§ **Task item**:
A word-for-word transcription of all the data is required.

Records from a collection
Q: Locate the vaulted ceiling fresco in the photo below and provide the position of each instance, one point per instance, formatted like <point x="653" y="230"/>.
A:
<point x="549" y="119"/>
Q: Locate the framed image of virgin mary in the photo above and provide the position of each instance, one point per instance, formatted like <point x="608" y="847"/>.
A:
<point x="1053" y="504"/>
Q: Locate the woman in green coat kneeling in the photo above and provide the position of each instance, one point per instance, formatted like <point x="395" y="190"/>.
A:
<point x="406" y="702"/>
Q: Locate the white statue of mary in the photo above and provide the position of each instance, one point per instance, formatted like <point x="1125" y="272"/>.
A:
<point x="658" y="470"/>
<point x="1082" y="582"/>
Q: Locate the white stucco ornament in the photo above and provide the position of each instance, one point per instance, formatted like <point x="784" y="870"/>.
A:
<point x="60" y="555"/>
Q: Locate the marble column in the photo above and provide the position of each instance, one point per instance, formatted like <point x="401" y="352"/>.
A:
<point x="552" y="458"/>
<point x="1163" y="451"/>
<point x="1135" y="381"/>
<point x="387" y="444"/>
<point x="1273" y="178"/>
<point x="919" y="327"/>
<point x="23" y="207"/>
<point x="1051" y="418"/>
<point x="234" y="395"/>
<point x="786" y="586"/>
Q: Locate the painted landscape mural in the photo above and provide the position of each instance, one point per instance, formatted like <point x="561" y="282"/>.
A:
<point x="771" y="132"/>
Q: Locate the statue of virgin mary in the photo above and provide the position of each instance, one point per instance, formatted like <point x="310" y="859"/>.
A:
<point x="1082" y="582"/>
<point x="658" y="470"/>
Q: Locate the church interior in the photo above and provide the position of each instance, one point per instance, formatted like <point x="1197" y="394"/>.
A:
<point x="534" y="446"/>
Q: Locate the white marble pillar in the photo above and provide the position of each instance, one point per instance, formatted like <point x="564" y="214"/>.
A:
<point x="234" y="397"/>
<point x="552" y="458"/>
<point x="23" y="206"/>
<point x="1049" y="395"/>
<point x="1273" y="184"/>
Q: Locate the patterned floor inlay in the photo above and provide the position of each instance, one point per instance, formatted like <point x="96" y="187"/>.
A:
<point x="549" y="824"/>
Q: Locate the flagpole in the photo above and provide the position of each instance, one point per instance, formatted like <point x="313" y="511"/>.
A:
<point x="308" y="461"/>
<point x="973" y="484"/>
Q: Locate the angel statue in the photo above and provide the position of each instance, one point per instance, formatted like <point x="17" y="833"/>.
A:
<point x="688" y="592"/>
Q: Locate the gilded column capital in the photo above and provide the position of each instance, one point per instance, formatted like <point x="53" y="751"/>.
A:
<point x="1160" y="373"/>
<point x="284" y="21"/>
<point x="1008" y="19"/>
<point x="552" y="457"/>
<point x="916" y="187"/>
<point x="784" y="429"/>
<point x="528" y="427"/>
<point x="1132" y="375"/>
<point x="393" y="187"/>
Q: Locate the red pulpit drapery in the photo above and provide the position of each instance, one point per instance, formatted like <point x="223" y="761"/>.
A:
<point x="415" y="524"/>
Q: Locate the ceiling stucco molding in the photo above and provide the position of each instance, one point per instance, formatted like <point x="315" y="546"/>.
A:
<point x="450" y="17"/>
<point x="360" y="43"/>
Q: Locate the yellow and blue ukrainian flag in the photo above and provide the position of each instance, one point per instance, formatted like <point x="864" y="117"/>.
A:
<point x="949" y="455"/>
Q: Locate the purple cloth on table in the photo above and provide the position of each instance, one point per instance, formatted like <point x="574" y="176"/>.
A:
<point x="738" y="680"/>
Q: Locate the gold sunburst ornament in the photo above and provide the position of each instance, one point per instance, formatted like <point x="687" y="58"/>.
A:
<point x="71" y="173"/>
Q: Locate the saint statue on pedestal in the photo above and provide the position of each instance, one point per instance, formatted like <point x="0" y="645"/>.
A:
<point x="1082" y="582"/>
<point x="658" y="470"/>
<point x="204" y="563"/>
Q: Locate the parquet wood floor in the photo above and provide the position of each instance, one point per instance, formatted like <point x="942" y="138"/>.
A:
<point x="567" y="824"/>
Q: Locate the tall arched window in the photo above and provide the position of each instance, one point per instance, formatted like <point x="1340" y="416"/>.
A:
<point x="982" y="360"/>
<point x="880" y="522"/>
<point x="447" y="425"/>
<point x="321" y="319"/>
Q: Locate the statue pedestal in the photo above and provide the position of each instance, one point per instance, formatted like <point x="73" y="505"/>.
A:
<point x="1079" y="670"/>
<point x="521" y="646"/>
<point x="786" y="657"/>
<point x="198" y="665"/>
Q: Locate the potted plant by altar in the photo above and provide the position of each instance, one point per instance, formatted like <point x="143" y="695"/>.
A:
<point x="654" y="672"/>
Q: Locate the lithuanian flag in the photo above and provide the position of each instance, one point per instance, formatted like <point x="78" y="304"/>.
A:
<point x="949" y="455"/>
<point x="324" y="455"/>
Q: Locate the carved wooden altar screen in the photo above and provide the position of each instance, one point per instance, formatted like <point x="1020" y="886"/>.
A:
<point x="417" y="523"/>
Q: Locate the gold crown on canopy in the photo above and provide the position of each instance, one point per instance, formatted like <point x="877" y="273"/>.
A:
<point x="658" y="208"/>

§ **Task solution**:
Q: Locate the vaulted ceiling fresco in the photo below and provide the position of each instance, one point per instance, formatted like <point x="653" y="230"/>.
A:
<point x="549" y="119"/>
Q: Locate the framed image of virgin mary in the photo above and provide the position of each instance, one point per instance, formatted like <point x="608" y="847"/>.
A:
<point x="1053" y="504"/>
Q: Locate the woman in green coat kneeling in the photo above and provide the position of each instance, one point per instance, formatted like <point x="395" y="190"/>.
A:
<point x="406" y="702"/>
Q: Locate the white statue of mary in the photo above and provide the position of each instance, one point per instance, formatted like <point x="1125" y="272"/>.
A:
<point x="658" y="470"/>
<point x="1082" y="582"/>
Q: Locate the white stucco ornament in the photo above and provide the position of each instance, one point per instance, formatted like <point x="784" y="870"/>.
A:
<point x="60" y="555"/>
Q: Locate the marble column in the photo above and provide the position of each instance, one point per instance, formatted like <point x="401" y="352"/>.
A:
<point x="552" y="458"/>
<point x="1163" y="451"/>
<point x="1135" y="381"/>
<point x="387" y="444"/>
<point x="1273" y="178"/>
<point x="919" y="327"/>
<point x="23" y="207"/>
<point x="1051" y="418"/>
<point x="234" y="395"/>
<point x="786" y="586"/>
Q: Locate the painted landscape mural in the photo above and provide the position of each instance, one point per instance, formatted like <point x="561" y="282"/>.
A:
<point x="771" y="132"/>
Q: Locate the statue of virgin mary in the photo above and provide the position of each instance, one point per instance, formatted like <point x="310" y="859"/>.
A:
<point x="1082" y="582"/>
<point x="658" y="470"/>
Q: Locate the church interior in the photo above and provide the position of each instance, one point per instance, formatted like <point x="1197" y="394"/>.
A:
<point x="534" y="446"/>
Q: Locate the white marble pillar in the photo above and provide the position of each instance, one point per instance, formatted like <point x="564" y="214"/>.
A:
<point x="234" y="397"/>
<point x="552" y="458"/>
<point x="23" y="206"/>
<point x="1049" y="395"/>
<point x="1273" y="184"/>
Q: Locate the patterned floor inlay in the photo above and provide the position of each instance, one point per instance, formatted like <point x="96" y="187"/>.
A:
<point x="549" y="824"/>
Q: Locate the flagpole in the photo above and provide the position of each instance, one point per instance, formatted like <point x="313" y="511"/>.
A:
<point x="308" y="461"/>
<point x="973" y="484"/>
Q: Locate the angel statue in the photo above and provide the position of each instance, one point per instance, formatted like <point x="17" y="833"/>.
A:
<point x="688" y="592"/>
Q: Locate the gilded column capital in the photo above and provide the position of each instance, one point per instance, formatted like <point x="53" y="751"/>.
A:
<point x="1160" y="373"/>
<point x="284" y="21"/>
<point x="1008" y="19"/>
<point x="552" y="457"/>
<point x="916" y="187"/>
<point x="784" y="429"/>
<point x="528" y="427"/>
<point x="1132" y="375"/>
<point x="393" y="187"/>
Q: Locate the red pulpit drapery in the photo above and provide the position of each instance, one point per instance, formatted like <point x="223" y="761"/>.
A:
<point x="415" y="524"/>
Q: Locate the ceiling stucco molding in the photo above and provide the position of each instance, one point per instance, formatted like <point x="315" y="546"/>.
A:
<point x="450" y="17"/>
<point x="360" y="43"/>
Q: Locate the yellow and blue ukrainian flag in the photo above and provide the position of each instance, one point per instance, formatted like <point x="864" y="117"/>.
A:
<point x="949" y="455"/>
Q: Locate the purple cloth on table in the photo above and provide the position of each instance, one point per instance, formatted like <point x="574" y="176"/>.
A:
<point x="738" y="680"/>
Q: Locate the gold sunburst ornament in the photo above and provide the position of each instance, one point per instance, formatted like <point x="687" y="58"/>.
A:
<point x="71" y="173"/>
Q: Locate the saint statue on pedestal in the photo above and provide the position of each instance, one point per instance, formatted like <point x="0" y="645"/>.
A:
<point x="1082" y="582"/>
<point x="658" y="470"/>
<point x="204" y="563"/>
Q: Locate the parquet wood floor in the photo above and provide the position of each instance, one point per instance, formatted like <point x="942" y="138"/>.
A:
<point x="567" y="824"/>
Q: Locate the tall arched window in the photo above and provide the position of each instance, one point per instance, formatted like <point x="1340" y="416"/>.
A:
<point x="982" y="360"/>
<point x="880" y="522"/>
<point x="447" y="425"/>
<point x="321" y="319"/>
Q: Locate the statue pedestal in the photo above and provide the position of each instance, one point per instance, formatted like <point x="73" y="505"/>.
A:
<point x="1079" y="670"/>
<point x="521" y="646"/>
<point x="786" y="657"/>
<point x="198" y="665"/>
Q: Locate the potted plant by altar in the photo above and provide the position of each instance, one point per instance, formatted like <point x="143" y="695"/>.
A:
<point x="654" y="672"/>
Q: Locate the lithuanian flag in the photo above and provide the position of each instance, one point per instance, formatted like <point x="78" y="304"/>.
A:
<point x="949" y="455"/>
<point x="324" y="455"/>
Q: Locate the carved wooden altar screen in the photo above and provide the position of each instance, one point per instance, formatted like <point x="1020" y="886"/>.
A:
<point x="417" y="523"/>
Q: Locate the gold crown on canopy in the photo above and provide the position of each instance, one point per instance, formatted like <point x="877" y="273"/>.
A:
<point x="658" y="208"/>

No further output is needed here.